Stored items
========================================

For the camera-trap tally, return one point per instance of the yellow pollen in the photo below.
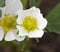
(29, 23)
(8, 22)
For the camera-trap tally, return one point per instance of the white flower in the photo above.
(8, 29)
(31, 23)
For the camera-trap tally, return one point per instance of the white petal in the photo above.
(3, 10)
(10, 36)
(42, 23)
(18, 38)
(22, 32)
(12, 6)
(1, 33)
(36, 34)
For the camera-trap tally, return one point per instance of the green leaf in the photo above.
(2, 3)
(0, 12)
(24, 2)
(54, 20)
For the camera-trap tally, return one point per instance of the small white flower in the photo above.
(8, 29)
(31, 23)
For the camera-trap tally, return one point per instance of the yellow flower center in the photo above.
(8, 22)
(29, 23)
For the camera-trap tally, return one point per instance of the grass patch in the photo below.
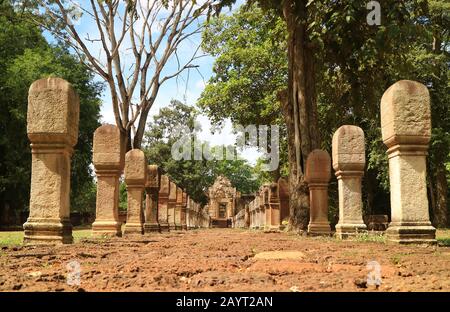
(396, 259)
(370, 237)
(443, 237)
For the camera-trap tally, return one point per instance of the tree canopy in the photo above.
(26, 56)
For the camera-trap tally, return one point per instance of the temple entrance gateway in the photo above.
(222, 202)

========================================

Problem statement
Give the data again exactly as written, with no pictures included.

Answer area
For the camera-trap tally, return one point per instance of the yellow pollen in the photo below.
(29, 23)
(8, 22)
For the camera-trap tally, return one point per instance of the white flower in the photo above.
(8, 29)
(31, 23)
For the camera-trap tally, return one point per instance of the white petal in the photo above.
(3, 10)
(10, 36)
(42, 23)
(18, 38)
(22, 32)
(12, 6)
(1, 33)
(36, 34)
For the camera-trap tally, return one point per instance of the green leaf in the photo above.
(2, 3)
(0, 12)
(24, 2)
(54, 20)
For the camera-trap tally, return one point per instance of the small white flower in the photo above.
(8, 29)
(31, 23)
For the camera-trap tally, return one point per instance of the yellow flower center in the photo above.
(8, 22)
(29, 23)
For the camera-trap tally, return one point per instance of the grass patch in the photo below.
(396, 259)
(370, 237)
(443, 237)
For the camera-trap tally, return one point per instance of the tree canopy in the photo above.
(26, 56)
For the camera-trap tally, return one point per instance of the temple entrance gateway in the photo above.
(222, 202)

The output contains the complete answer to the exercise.